>> START Provided records
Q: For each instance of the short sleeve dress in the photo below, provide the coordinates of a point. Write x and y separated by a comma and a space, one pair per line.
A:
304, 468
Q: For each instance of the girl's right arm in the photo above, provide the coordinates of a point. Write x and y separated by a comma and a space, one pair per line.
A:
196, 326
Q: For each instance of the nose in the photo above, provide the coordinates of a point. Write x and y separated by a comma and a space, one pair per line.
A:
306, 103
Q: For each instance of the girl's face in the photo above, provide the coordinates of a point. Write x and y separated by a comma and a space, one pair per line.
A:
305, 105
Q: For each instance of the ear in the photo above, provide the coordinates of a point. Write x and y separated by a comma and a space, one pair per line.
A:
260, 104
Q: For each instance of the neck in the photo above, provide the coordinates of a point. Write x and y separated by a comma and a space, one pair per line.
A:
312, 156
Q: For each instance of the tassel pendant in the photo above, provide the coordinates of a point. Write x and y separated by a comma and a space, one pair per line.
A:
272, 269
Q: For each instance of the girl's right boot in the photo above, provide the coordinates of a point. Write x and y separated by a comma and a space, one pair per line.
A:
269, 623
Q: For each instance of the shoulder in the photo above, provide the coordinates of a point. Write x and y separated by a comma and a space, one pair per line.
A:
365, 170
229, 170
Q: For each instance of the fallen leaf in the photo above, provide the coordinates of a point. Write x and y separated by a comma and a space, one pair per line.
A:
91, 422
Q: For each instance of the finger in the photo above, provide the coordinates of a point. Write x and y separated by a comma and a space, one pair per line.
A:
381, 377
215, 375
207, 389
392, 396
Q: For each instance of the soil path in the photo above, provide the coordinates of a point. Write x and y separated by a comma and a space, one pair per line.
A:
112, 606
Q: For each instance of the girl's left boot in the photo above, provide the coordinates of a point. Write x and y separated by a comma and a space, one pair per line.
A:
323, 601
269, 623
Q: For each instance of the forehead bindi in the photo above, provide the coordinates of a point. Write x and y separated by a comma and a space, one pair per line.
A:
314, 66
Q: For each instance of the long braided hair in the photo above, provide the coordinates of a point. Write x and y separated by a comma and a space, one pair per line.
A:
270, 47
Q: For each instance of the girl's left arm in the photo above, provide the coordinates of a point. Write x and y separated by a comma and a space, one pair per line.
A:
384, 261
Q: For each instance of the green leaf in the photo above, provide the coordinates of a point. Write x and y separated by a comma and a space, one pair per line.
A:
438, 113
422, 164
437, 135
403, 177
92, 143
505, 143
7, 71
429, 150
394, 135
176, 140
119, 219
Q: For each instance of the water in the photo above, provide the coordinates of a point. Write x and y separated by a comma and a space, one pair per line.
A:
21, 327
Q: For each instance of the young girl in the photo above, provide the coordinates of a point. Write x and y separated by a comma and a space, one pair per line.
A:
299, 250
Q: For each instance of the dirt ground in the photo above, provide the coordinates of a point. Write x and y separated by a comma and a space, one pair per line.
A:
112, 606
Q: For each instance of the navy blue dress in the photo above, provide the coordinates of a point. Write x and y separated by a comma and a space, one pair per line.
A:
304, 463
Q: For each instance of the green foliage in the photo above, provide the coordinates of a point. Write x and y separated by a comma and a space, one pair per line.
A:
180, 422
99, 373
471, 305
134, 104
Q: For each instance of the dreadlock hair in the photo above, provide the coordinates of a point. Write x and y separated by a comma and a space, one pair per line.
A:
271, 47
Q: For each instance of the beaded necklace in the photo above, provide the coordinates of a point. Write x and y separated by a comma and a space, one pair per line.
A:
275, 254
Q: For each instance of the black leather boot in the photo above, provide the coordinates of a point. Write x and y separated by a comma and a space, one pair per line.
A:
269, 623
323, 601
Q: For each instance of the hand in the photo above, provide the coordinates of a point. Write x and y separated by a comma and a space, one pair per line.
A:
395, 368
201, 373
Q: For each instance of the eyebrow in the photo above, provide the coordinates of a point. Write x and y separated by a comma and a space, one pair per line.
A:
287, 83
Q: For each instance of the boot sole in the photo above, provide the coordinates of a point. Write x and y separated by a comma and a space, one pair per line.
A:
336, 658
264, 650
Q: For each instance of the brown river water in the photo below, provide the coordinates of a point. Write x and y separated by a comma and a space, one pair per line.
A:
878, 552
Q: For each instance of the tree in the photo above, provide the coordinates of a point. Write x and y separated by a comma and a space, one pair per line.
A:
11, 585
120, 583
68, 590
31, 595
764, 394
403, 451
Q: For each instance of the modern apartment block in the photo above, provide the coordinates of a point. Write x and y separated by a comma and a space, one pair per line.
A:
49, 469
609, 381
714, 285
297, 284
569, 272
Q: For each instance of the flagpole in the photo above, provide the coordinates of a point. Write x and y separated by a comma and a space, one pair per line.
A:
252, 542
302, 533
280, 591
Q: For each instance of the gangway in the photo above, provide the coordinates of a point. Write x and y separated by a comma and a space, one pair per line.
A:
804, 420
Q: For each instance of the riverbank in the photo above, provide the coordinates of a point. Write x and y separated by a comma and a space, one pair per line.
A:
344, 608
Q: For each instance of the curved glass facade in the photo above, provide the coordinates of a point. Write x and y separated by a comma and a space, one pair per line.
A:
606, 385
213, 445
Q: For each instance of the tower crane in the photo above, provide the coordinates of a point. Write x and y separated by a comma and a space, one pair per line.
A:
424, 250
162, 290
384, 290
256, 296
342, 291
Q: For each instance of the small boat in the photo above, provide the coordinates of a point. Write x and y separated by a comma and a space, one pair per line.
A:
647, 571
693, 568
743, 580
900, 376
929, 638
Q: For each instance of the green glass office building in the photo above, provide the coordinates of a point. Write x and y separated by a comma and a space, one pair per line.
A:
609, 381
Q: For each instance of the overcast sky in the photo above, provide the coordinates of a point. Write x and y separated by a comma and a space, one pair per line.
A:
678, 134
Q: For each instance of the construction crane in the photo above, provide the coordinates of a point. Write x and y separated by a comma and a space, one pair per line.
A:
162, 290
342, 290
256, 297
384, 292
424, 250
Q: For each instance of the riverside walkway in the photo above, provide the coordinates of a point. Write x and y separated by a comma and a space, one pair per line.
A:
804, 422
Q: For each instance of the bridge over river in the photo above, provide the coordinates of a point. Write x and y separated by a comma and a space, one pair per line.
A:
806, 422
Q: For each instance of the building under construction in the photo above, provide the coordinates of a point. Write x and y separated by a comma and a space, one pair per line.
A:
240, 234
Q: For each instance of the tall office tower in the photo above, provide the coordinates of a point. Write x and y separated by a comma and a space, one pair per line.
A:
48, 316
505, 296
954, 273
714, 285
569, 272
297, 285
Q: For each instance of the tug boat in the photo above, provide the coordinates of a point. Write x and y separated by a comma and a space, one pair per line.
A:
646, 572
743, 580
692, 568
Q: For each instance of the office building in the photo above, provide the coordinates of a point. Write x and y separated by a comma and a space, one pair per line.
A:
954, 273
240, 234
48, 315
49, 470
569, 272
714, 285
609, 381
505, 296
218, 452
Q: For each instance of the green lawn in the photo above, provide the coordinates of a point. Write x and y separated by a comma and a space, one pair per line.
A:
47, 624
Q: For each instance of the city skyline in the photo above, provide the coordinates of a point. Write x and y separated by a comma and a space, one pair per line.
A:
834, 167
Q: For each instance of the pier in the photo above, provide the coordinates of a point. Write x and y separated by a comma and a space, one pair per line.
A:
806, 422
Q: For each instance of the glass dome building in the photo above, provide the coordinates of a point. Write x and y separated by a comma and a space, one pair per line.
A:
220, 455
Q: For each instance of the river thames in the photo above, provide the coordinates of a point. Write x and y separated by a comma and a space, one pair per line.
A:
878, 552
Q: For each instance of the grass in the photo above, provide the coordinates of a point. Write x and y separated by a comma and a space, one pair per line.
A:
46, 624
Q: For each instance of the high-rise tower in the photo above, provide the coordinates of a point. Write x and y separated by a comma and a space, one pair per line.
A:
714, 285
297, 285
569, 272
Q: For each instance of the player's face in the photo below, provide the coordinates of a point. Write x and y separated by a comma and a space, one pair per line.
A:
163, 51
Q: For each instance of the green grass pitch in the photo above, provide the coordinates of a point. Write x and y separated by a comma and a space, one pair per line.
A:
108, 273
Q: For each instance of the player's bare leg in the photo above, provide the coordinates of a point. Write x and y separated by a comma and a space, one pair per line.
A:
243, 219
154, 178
>> END Provided records
Task:
Retype exactly the lines from the one containing "Q: For each instance of the high-rise" through the last line of the records above, including both.

Completed task:
Q: For each instance of the high-rise tower in the photo above, provide the coordinates of a point. Write x and y separated by a comma and a space, one pair per line.
A:
714, 285
297, 285
569, 272
Q: For each instance of the player's face in the photo below, provide the coordinates of a point. Write x and y separated by a comma and a space, one pair per line.
A:
163, 51
Q: For each instance of the green grass pitch in the photo above, provide the coordinates of a point. Write x and y separated by a comma and a space, one pair per line.
A:
108, 273
Q: For each instance of the player's bare leg in the photo above, provide the coordinates of a point. Write x and y separated by a comma and a space, one pair per line.
A:
243, 219
154, 178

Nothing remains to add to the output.